By their budgets ye shall know them….If money was the only thing it would be a manageable problem…. Oh but wait money and power is the root of the problem as the problem extends to lifestyles of ministers and other church leaders which are hardly supported by the demands of the Gospel. It is not uncommon at all to see clergy living off of the offerings of their parishioners live opulent lifestyles and when times get tough demand more money from their flocks rather than amending their own behaviors.  Instead of accountability, repentance and a change in behavior there is a demand for obedience from their flock and if the flock objects they are the ones that are vilified.  This again cuts across denominational lines and includes Protestants and Catholics, those in parish as well as those in parachurch, television and radio ministries. In my old church those clergy who could not meet their tithe for whatever reason were told that they were being “disobedient to their vows” which instead of vows to the Church in regard to orthodoxy as well as orthopraxy were narrowed down to if you were paying your tithe on time. I remember one Bishop who left the church to go elsewhere told the assembled priests in his diocese that the tithe was the “essential test of obedience, and what bound us together.” Families and parishioners of parishes were described by another Bishop as “tithing units” not people and when I was in the reserves contemplating a mission parish start up was told that in order to be “successful” the church needed at least “x-number of tithing units.” Doctrine or even other forms of public witness were secondary to paying the tithe.  That church had many major financial scandals that are well documented elsewhere so I won’t go into detail about them.

By their budgets ye shall know them…. If churches spend more money on the salaries of their pastors than they do on outreach to the poor or missions something is severely out of order, one cannot imagine the Apostles of those Ante-Nicene Fathers who suffered poverty and persecution advocating for what amounts to be an “Imperial” church even those that advocated a firm hierarchy in regard to faith and belief.  When leaders of a church, especially a small church get together and dine in luxury on the monies donated by their often impoverished flocks it shows a tacit denial of the Gospel and lack of respect or care for the people of God.

Records drawn from a collection:
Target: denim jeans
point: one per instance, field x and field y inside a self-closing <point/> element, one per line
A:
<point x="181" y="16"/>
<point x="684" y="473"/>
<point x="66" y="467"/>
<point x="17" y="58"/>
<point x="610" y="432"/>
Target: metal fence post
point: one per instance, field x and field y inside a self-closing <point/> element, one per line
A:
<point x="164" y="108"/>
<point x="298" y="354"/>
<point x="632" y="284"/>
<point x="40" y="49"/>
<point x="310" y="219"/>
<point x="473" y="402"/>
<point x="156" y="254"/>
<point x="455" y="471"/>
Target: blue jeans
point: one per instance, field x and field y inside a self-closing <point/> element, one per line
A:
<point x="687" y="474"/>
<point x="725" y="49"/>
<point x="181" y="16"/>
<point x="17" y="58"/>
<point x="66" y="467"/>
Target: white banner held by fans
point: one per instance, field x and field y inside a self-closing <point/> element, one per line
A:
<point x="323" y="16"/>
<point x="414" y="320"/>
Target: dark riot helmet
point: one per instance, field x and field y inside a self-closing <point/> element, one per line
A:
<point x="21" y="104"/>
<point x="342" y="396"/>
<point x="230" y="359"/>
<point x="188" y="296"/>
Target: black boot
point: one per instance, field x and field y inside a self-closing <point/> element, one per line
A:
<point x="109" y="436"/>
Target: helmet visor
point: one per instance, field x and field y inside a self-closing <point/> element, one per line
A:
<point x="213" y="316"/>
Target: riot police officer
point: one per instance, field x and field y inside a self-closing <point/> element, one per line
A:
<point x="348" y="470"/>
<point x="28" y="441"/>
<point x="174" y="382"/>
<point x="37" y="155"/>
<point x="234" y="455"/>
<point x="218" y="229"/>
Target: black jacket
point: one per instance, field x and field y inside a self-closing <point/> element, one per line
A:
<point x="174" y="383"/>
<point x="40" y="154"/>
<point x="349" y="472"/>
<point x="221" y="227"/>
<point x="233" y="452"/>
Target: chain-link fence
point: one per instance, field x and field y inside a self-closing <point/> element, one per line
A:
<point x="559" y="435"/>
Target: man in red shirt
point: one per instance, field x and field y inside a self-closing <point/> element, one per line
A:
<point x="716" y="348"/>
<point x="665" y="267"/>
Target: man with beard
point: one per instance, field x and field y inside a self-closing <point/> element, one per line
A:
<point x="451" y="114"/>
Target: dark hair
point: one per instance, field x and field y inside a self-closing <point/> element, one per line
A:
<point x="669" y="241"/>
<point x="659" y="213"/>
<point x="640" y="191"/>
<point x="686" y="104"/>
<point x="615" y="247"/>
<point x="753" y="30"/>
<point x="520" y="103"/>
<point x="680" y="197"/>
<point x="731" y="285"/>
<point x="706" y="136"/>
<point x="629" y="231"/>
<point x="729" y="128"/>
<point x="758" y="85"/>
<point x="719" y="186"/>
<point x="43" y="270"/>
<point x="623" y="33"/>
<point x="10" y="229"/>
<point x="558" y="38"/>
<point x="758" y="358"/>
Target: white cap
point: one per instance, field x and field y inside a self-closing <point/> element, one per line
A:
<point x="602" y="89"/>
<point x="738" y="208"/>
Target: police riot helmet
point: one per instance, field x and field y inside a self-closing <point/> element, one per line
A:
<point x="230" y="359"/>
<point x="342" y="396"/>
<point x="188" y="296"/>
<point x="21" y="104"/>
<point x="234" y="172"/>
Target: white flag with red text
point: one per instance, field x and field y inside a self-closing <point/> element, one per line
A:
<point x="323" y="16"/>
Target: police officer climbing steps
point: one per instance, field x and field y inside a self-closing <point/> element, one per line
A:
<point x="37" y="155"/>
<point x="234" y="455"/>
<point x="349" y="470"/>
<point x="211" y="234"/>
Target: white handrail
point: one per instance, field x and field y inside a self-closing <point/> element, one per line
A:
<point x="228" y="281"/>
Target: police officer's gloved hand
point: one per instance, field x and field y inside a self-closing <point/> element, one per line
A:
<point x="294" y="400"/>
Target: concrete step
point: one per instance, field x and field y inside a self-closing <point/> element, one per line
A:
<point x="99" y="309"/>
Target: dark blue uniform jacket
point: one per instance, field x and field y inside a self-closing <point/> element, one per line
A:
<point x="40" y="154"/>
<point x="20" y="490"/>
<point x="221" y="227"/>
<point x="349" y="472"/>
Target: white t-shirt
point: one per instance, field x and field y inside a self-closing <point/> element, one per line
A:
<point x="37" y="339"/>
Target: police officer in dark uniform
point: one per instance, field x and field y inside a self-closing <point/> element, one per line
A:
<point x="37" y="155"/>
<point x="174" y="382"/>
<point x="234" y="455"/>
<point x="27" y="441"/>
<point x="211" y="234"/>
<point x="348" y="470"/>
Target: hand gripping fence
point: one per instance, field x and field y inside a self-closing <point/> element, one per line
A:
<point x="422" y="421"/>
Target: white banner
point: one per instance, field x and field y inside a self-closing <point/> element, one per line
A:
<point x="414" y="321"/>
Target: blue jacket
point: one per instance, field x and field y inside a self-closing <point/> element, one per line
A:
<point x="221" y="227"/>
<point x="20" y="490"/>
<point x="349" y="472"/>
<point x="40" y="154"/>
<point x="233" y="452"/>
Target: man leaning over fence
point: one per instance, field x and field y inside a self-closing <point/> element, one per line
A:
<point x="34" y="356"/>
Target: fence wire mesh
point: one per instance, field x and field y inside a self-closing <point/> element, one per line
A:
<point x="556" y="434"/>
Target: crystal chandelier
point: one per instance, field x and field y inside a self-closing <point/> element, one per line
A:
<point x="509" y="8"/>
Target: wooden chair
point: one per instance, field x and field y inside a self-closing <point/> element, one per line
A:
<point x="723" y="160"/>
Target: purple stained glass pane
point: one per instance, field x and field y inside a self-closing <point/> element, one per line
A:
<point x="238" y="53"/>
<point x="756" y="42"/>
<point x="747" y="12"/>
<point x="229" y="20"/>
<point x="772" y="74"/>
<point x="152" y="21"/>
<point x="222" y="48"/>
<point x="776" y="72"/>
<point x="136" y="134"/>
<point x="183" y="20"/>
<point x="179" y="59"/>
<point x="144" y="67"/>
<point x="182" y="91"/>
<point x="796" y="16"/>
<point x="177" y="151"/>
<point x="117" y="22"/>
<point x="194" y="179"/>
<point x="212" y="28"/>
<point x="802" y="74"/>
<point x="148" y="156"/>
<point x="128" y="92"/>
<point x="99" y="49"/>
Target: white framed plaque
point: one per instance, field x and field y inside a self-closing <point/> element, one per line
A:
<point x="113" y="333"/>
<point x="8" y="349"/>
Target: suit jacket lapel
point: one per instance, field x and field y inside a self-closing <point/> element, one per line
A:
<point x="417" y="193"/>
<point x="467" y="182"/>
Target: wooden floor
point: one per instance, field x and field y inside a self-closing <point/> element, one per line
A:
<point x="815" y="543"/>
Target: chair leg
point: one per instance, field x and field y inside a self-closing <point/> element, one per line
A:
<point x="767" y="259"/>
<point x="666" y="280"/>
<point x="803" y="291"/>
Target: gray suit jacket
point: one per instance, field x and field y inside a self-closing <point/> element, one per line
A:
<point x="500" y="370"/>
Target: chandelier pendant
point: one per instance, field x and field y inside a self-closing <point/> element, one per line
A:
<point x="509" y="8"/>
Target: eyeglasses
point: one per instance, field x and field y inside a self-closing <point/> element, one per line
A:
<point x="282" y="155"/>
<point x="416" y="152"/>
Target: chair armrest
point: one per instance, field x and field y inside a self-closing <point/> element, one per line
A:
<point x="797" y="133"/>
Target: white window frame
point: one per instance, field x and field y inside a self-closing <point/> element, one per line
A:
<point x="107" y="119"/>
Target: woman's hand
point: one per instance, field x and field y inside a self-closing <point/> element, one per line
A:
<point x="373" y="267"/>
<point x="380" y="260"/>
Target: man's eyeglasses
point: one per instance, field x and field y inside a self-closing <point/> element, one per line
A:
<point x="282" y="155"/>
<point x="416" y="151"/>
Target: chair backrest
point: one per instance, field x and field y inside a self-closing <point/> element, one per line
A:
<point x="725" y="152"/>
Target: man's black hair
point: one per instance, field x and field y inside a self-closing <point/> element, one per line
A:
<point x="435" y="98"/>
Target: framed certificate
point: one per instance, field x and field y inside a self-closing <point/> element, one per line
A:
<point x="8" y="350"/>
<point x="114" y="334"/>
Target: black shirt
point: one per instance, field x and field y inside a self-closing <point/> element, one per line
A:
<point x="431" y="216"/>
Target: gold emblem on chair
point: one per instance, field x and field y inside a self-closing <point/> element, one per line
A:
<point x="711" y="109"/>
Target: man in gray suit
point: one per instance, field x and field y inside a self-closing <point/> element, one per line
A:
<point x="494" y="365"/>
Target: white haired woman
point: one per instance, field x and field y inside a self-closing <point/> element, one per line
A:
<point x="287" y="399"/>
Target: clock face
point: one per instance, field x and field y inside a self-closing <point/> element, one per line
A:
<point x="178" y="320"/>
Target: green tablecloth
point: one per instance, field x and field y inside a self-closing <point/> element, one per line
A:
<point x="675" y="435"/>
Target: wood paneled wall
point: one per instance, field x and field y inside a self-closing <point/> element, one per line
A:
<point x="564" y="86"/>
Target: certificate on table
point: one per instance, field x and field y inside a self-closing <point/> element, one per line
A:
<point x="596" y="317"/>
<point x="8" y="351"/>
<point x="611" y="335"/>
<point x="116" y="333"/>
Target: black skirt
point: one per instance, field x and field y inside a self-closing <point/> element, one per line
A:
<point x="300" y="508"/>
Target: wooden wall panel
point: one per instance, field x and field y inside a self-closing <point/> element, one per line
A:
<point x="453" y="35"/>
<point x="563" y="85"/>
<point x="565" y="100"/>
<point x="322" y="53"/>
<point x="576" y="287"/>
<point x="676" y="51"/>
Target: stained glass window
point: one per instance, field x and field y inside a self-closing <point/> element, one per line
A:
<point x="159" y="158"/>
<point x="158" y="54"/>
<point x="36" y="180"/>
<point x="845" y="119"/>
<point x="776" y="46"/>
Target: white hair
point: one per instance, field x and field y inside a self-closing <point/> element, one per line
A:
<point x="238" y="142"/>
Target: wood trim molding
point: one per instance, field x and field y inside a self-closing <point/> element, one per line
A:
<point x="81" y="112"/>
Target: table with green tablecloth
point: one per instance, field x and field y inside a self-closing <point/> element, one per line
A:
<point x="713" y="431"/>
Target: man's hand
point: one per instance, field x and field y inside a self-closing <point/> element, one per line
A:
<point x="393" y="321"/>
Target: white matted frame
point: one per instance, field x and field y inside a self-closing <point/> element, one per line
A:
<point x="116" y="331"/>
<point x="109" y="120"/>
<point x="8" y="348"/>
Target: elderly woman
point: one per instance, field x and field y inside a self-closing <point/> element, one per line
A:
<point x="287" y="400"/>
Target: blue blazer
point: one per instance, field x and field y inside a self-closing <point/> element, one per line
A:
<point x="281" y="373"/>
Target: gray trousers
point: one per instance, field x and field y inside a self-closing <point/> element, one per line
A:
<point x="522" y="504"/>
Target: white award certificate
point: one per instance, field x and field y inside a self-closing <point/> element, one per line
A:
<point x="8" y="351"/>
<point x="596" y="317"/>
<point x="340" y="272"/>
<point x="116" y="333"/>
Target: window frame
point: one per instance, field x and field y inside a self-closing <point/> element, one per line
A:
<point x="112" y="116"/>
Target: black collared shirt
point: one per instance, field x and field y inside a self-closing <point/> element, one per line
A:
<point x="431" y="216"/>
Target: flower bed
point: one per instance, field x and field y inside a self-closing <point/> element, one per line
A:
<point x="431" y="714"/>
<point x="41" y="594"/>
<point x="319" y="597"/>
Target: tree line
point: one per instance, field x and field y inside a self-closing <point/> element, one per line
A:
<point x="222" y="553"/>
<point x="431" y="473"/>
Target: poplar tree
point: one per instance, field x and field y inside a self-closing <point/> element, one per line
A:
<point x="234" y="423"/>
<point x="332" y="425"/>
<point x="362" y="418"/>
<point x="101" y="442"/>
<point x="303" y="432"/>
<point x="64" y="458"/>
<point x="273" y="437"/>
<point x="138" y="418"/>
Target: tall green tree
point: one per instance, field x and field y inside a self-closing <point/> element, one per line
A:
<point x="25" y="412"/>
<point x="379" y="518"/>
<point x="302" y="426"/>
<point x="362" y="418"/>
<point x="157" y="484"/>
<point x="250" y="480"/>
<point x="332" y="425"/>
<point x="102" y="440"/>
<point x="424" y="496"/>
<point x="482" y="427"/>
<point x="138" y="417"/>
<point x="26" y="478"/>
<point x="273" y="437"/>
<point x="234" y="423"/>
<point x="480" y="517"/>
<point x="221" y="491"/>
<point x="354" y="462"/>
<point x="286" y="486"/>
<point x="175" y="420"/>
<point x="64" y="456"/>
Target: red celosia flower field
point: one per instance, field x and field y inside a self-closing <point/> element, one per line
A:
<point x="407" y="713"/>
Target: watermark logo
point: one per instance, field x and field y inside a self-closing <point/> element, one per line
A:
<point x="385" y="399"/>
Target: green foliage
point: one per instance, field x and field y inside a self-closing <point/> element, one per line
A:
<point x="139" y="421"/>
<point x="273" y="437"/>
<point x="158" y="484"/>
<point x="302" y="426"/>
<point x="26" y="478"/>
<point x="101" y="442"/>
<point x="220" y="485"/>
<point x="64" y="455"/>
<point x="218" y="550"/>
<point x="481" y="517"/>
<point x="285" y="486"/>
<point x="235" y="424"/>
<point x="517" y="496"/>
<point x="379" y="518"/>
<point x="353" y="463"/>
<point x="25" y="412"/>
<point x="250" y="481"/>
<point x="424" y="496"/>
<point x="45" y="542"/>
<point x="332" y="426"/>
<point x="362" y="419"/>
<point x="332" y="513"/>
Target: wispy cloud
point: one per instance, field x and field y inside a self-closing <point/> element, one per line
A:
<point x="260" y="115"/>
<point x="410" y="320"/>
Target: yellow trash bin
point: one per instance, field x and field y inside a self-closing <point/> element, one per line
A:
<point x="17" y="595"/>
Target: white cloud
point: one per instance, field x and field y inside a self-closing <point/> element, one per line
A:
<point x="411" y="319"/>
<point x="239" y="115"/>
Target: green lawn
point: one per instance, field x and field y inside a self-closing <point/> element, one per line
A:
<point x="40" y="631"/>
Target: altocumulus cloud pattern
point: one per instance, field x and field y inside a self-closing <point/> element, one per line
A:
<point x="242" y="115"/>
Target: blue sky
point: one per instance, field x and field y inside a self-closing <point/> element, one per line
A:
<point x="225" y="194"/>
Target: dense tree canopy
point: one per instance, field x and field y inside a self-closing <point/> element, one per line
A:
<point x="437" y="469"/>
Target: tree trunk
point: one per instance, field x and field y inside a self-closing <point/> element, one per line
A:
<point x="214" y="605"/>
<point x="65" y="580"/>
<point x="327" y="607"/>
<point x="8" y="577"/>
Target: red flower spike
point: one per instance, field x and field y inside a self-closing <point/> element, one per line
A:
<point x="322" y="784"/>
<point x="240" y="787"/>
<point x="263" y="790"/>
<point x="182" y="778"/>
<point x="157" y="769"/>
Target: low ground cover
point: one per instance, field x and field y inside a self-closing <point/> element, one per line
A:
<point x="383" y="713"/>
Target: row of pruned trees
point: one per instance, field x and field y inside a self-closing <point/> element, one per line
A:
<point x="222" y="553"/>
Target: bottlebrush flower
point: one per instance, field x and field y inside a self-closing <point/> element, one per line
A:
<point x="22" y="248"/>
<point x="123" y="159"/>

→ **Written task 1**
Translate this sentence from the passage on church finances into Spanish: "Doctrine or even other forms of public witness were secondary to paying the tithe."
→ **Written task 2**
Write out the section of the passage on church finances starting at "By their budgets ye shall know them…. If" and ending at "people of God.", word for word.
Rely only on the passage on church finances.

→ **Task result 1**
La doctrina, o incluso otras formas de testimonio público, quedaban en segundo lugar frente al pago del diezmo.

→ **Task result 2**
By their budgets ye shall know them…. If churches spend more money on the salaries of their pastors than they do on outreach to the poor or missions something is severely out of order, one cannot imagine the Apostles of those Ante-Nicene Fathers who suffered poverty and persecution advocating for what amounts to be an “Imperial” church even those that advocated a firm hierarchy in regard to faith and belief.  When leaders of a church, especially a small church get together and dine in luxury on the monies donated by their often impoverished flocks it shows a tacit denial of the Gospel and lack of respect or care for the people of God.